Rows from a dataset:
━━━
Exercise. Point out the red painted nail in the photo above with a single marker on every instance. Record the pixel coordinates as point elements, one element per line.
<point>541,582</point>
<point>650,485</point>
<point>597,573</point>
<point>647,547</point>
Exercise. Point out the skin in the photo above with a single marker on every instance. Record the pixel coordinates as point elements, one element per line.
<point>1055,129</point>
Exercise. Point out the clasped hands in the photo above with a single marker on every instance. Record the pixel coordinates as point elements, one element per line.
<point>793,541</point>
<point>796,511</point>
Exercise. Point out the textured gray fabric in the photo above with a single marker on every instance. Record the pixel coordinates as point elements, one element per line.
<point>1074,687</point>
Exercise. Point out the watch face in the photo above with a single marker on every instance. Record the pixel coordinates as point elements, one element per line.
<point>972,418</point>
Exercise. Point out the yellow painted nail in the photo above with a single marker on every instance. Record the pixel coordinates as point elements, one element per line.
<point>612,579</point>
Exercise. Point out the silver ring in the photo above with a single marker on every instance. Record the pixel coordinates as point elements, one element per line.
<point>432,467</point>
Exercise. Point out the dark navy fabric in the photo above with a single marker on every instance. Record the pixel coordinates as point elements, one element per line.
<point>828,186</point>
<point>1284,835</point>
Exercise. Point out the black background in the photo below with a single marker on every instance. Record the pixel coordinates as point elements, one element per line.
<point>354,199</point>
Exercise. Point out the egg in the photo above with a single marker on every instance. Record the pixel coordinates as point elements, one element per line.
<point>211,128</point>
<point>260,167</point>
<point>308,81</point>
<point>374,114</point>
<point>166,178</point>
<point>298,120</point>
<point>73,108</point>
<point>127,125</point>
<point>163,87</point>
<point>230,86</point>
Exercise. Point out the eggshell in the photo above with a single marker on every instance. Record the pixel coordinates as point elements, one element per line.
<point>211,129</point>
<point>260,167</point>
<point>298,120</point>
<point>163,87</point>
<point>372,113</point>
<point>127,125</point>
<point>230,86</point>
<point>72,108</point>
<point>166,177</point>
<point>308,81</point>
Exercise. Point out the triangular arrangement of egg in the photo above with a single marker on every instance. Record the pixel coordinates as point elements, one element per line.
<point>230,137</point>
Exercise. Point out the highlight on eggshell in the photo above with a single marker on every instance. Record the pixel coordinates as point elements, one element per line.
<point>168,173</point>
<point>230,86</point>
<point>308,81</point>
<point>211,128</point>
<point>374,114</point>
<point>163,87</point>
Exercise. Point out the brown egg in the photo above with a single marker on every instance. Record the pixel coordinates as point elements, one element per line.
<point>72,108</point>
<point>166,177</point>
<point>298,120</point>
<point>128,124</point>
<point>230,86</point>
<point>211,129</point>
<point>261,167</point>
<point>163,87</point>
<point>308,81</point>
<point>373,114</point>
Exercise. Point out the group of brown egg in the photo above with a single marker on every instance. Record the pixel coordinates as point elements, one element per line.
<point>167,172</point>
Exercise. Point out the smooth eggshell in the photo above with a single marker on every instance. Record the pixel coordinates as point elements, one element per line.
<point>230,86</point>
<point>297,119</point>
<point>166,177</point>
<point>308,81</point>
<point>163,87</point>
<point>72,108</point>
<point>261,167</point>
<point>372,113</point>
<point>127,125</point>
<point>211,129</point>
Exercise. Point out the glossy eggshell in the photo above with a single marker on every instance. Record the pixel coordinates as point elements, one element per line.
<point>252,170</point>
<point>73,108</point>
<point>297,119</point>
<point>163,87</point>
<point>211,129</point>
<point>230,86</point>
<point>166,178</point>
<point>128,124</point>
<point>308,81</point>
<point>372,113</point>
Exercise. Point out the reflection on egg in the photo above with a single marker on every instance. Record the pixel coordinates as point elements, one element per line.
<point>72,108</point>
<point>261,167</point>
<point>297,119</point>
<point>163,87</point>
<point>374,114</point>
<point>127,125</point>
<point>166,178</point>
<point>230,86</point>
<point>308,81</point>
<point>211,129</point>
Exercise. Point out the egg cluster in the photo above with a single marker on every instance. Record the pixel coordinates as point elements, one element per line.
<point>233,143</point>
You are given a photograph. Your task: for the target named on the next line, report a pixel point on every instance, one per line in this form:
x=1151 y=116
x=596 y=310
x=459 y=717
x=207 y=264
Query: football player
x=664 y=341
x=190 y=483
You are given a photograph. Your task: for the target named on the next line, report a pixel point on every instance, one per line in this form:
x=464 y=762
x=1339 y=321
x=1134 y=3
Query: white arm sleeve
━━━
#### [Exercise goal]
Write the lines above as a JSON list of strings, one string per line, and leave out any blank lines.

#### [Written solution]
[
  "Exercise. Point out the red painted nail in the photo above with a single marker on every instance. Record the pixel coordinates as point elements, one element per line.",
  "<point>541,582</point>",
  "<point>650,485</point>",
  "<point>597,573</point>",
  "<point>647,547</point>",
  "Exercise. Point out the skin in the photo above with a single marker on every instance. Record the pixel coordinates as point elements, one element per line.",
  "<point>1055,129</point>",
  "Exercise. Point out the clasped hands in the photo above with a single marker on every instance. Record the pixel coordinates as point elements, one element per line.",
  "<point>793,541</point>",
  "<point>796,511</point>",
  "Exercise. Point out the textured gray fabric in the photo above with a single marker on every instance. Record the pixel coordinates as point elements, one element per line.",
  "<point>1074,687</point>",
  "Exercise. Point out the watch face in the photo above with a single marker on every instance. Record the pixel coordinates as point elements, one element per line.",
  "<point>972,418</point>",
  "Exercise. Point out the yellow painted nail in the photo above with a single marker on every instance. Record the pixel coordinates as point elements, one element per line.",
  "<point>612,579</point>",
  "Exercise. Point out the silver ring in the photo above with a single marker on every instance. Record the pixel coordinates as point elements, one element per line.",
  "<point>432,467</point>",
  "Exercise. Point out the dark navy fabric in the photo above with a single marker on every instance. Record the pixel coordinates as point elements, one element per line.",
  "<point>828,186</point>",
  "<point>1284,835</point>",
  "Exercise. Point out the black background in the photo below with a single marker on every instance. Record the pixel coordinates as point elements, one element per line.",
  "<point>354,199</point>",
  "Exercise. Point out the egg in the photo above with a single marker on every instance. Record the pixel coordinates as point elements, one element per line.",
  "<point>211,128</point>",
  "<point>260,167</point>",
  "<point>308,81</point>",
  "<point>374,114</point>",
  "<point>166,178</point>",
  "<point>298,120</point>",
  "<point>73,108</point>",
  "<point>127,125</point>",
  "<point>163,87</point>",
  "<point>230,86</point>",
  "Exercise. Point out the eggshell in the photo above with a single marker on every instance. Record the pixel coordinates as point elements, one element per line.",
  "<point>211,129</point>",
  "<point>260,167</point>",
  "<point>298,120</point>",
  "<point>163,87</point>",
  "<point>372,113</point>",
  "<point>127,125</point>",
  "<point>230,86</point>",
  "<point>72,108</point>",
  "<point>166,177</point>",
  "<point>308,81</point>",
  "Exercise. Point out the triangular arrangement of egg in the photo above with a single marker on every instance. Record the pixel coordinates as point elements, one element per line.",
  "<point>230,137</point>",
  "Exercise. Point out the highlight on eggshell in the photo above with a single marker on every instance. Record the pixel coordinates as point elements, one element per line.",
  "<point>168,173</point>",
  "<point>230,86</point>",
  "<point>308,81</point>",
  "<point>211,128</point>",
  "<point>374,114</point>",
  "<point>163,87</point>",
  "Exercise. Point out the brown egg in the photo above with a single marker on every instance. Record the pixel coordinates as point elements, one element per line.",
  "<point>72,108</point>",
  "<point>166,177</point>",
  "<point>298,120</point>",
  "<point>128,124</point>",
  "<point>230,86</point>",
  "<point>211,129</point>",
  "<point>261,167</point>",
  "<point>163,87</point>",
  "<point>308,81</point>",
  "<point>373,114</point>",
  "Exercise. Point out the group of brown egg in the photo above with a single marker on every instance. Record the pixel coordinates as point elements, one element per line.",
  "<point>167,172</point>",
  "Exercise. Point out the smooth eggshell in the photo above with a single marker on every instance. Record the pixel coordinates as point elements, one element per line.",
  "<point>230,86</point>",
  "<point>297,119</point>",
  "<point>166,177</point>",
  "<point>308,81</point>",
  "<point>163,87</point>",
  "<point>72,108</point>",
  "<point>261,167</point>",
  "<point>372,113</point>",
  "<point>127,125</point>",
  "<point>211,129</point>",
  "Exercise. Point out the glossy eggshell in the photo above with a single marker on every instance. Record the pixel coordinates as point elements, one element per line.",
  "<point>252,170</point>",
  "<point>73,108</point>",
  "<point>297,119</point>",
  "<point>163,87</point>",
  "<point>211,129</point>",
  "<point>230,86</point>",
  "<point>166,178</point>",
  "<point>128,124</point>",
  "<point>308,81</point>",
  "<point>372,113</point>",
  "Exercise. Point out the reflection on egg in the photo above with a single marker on every instance. Record the pixel coordinates as point elements, one element per line.",
  "<point>72,108</point>",
  "<point>261,167</point>",
  "<point>297,119</point>",
  "<point>163,87</point>",
  "<point>374,114</point>",
  "<point>127,125</point>",
  "<point>166,178</point>",
  "<point>230,86</point>",
  "<point>308,81</point>",
  "<point>211,129</point>",
  "Exercise. Point out the egg cluster in the photo above with a single marker on every instance. Record the pixel coordinates as point elements, one element per line.",
  "<point>233,143</point>",
  "You are given a photograph. Your task: for the target named on the next line, report a pixel point on every instance, one per line in this form:",
  "x=1151 y=116",
  "x=596 y=310",
  "x=459 y=717",
  "x=207 y=264",
  "Query: football player",
  "x=664 y=341",
  "x=190 y=483",
  "You are given a photograph. Your task: for the target named on the next line, report a pixel point on every instance, one per line in this form:",
  "x=464 y=762",
  "x=1339 y=321",
  "x=1134 y=3",
  "Query: white arm sleeve"
]